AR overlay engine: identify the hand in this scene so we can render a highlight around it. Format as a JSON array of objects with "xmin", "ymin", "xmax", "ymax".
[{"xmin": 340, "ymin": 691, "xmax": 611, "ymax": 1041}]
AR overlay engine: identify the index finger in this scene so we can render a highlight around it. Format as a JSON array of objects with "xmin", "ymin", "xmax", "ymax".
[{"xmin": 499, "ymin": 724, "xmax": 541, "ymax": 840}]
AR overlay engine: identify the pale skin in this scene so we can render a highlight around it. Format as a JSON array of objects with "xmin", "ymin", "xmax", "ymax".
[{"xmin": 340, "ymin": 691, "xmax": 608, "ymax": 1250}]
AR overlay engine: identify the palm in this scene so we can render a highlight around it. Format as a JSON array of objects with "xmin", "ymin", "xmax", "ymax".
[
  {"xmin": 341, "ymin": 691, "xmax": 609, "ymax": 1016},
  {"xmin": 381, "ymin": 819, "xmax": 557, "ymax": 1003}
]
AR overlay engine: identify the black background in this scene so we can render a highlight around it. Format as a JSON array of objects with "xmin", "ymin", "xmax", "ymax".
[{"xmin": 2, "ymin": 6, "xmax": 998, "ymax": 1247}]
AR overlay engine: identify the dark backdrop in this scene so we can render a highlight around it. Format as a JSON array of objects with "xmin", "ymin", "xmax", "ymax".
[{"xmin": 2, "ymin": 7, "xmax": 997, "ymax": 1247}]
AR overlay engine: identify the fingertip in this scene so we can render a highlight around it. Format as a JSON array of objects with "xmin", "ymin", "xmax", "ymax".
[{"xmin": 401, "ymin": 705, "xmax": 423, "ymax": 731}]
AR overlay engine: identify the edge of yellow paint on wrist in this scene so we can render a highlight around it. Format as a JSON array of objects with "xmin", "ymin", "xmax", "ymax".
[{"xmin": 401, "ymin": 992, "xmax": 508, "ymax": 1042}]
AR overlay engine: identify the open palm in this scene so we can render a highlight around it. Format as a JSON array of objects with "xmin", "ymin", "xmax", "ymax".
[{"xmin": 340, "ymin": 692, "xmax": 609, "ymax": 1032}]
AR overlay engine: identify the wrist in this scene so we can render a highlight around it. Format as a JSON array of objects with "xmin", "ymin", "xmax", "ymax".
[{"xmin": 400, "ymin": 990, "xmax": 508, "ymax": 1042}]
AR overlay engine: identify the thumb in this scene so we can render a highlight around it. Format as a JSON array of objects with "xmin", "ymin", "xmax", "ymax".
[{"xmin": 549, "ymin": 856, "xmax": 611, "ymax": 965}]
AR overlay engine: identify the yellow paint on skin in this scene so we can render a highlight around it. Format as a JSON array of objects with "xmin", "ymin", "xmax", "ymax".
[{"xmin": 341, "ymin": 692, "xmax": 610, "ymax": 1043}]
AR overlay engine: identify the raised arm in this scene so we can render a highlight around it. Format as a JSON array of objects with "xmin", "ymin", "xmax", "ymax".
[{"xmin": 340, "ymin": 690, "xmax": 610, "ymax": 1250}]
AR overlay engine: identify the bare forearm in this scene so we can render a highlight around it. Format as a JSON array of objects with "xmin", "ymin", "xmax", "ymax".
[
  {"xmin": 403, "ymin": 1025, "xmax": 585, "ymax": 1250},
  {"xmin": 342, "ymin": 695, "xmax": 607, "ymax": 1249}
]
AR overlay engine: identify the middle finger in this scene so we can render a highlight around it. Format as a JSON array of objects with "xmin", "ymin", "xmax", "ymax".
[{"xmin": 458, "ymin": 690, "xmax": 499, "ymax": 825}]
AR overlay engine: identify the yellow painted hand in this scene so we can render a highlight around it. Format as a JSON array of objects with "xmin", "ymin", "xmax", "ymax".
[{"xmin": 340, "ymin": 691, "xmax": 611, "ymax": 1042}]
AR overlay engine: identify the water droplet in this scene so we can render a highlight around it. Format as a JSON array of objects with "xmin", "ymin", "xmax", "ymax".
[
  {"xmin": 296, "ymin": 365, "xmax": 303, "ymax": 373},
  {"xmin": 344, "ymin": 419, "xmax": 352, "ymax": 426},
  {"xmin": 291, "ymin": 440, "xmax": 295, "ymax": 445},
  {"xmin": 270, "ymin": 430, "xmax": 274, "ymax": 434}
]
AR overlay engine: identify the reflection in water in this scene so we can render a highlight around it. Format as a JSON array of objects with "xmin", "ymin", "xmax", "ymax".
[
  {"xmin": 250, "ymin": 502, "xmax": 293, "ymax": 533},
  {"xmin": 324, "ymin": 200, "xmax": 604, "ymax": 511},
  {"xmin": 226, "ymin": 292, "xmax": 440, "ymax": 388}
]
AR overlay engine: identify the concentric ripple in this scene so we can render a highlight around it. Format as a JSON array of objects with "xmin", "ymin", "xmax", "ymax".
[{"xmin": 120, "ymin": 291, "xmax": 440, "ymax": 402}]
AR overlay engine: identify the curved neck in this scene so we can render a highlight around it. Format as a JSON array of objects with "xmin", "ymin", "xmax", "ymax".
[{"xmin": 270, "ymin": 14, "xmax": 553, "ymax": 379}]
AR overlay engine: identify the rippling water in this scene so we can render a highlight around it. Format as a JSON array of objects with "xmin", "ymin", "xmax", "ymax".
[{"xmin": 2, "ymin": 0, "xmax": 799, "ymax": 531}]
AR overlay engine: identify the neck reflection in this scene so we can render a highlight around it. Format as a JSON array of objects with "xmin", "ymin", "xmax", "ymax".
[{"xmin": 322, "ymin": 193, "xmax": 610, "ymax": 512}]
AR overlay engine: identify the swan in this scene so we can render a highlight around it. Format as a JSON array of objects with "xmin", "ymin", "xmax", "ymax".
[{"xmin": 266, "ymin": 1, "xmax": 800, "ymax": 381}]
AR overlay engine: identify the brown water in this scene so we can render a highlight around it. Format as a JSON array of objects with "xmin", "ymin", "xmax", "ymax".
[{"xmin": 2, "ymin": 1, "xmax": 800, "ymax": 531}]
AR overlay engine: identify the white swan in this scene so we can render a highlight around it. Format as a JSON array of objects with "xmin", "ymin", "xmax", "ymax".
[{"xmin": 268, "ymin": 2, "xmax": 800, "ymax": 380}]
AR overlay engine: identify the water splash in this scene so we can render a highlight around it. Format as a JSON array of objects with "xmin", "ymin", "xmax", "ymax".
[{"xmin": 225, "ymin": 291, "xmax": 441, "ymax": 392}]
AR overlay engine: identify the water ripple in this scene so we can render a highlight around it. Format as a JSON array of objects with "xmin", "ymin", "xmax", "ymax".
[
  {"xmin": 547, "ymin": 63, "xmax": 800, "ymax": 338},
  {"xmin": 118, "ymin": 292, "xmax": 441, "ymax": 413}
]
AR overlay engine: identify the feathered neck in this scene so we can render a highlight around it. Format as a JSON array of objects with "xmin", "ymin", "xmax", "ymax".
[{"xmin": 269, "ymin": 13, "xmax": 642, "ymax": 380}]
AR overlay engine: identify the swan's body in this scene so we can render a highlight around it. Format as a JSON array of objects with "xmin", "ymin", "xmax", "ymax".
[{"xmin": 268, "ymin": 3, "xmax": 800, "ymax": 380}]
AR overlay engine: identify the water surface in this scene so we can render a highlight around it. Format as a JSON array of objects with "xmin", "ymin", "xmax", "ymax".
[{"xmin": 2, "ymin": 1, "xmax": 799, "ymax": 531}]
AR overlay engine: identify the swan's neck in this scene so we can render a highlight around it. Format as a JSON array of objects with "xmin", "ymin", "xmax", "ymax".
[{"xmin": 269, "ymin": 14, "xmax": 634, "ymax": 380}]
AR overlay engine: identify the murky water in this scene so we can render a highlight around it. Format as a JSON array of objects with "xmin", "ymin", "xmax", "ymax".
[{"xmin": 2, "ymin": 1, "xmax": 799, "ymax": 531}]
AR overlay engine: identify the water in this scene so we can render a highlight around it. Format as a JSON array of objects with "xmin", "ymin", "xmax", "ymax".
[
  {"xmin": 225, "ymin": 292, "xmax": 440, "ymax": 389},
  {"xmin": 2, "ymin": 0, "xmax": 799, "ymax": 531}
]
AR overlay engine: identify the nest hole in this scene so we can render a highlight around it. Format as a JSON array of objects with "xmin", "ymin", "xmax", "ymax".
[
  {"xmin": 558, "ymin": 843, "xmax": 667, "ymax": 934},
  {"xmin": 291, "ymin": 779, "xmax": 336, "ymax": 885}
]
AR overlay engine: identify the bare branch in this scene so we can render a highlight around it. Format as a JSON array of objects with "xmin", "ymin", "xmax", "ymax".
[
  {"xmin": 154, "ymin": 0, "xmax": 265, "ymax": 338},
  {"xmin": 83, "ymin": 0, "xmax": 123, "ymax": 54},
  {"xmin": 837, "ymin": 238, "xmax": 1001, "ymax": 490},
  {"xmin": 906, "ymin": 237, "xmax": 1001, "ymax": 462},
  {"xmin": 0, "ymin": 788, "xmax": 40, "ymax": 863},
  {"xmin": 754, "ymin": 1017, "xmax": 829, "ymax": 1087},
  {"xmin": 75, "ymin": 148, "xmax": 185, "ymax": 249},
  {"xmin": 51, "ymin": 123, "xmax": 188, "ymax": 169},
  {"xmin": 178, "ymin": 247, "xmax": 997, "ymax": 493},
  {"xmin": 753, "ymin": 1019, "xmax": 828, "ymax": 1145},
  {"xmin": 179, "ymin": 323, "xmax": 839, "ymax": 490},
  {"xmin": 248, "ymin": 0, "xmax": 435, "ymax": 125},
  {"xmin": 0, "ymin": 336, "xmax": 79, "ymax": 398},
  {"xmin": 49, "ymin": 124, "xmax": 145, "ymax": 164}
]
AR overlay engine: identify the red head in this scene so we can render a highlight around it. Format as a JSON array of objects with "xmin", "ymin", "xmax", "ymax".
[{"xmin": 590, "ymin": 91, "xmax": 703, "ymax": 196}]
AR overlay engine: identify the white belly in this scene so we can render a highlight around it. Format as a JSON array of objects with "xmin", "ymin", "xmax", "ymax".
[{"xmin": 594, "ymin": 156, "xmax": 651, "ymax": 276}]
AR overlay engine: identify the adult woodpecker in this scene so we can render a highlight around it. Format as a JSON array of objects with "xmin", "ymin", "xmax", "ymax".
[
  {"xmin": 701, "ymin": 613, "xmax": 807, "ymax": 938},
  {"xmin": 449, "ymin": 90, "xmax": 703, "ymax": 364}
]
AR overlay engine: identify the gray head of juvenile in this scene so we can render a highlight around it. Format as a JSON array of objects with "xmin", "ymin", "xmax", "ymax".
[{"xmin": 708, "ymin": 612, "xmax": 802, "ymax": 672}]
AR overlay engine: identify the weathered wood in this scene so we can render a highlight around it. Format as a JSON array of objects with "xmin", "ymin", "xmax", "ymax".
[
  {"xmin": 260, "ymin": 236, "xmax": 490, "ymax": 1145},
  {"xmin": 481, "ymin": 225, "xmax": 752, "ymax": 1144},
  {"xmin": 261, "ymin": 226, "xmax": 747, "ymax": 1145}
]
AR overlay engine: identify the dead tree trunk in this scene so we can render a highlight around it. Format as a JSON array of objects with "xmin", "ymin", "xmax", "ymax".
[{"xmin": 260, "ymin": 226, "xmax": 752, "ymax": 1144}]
= = =
*What you have to do*.
Output exactly the lines above, from the one holding "AR overlay engine: identify the adult" through the end of the data, including the first and last.

*Problem solution*.
AR overlay engine: identify the adult woodpecker in this scene so we can render a highlight around it. Format as a JSON array of objects with "xmin", "ymin", "xmax", "ymax".
[
  {"xmin": 701, "ymin": 613, "xmax": 807, "ymax": 938},
  {"xmin": 449, "ymin": 90, "xmax": 703, "ymax": 364}
]
AR overlay engine: identify the gray head of juvenile in this scene so we can render a highlight around it. Format as a JSON array of objects with "xmin", "ymin", "xmax", "ymax".
[{"xmin": 708, "ymin": 612, "xmax": 802, "ymax": 672}]
AR overlay engine: identify the weathered wood in this scene so we can render a highlight around it. Format as a JSON array of objects with "xmin", "ymin", "xmax", "ymax".
[
  {"xmin": 260, "ymin": 236, "xmax": 490, "ymax": 1145},
  {"xmin": 481, "ymin": 225, "xmax": 752, "ymax": 1144},
  {"xmin": 261, "ymin": 226, "xmax": 747, "ymax": 1145}
]
AR overlay engine: identify the dead tree trunk in this scene so we can render a highlight around it. Format as a JSON array of objects with "xmin", "ymin", "xmax", "ymax".
[{"xmin": 260, "ymin": 226, "xmax": 752, "ymax": 1144}]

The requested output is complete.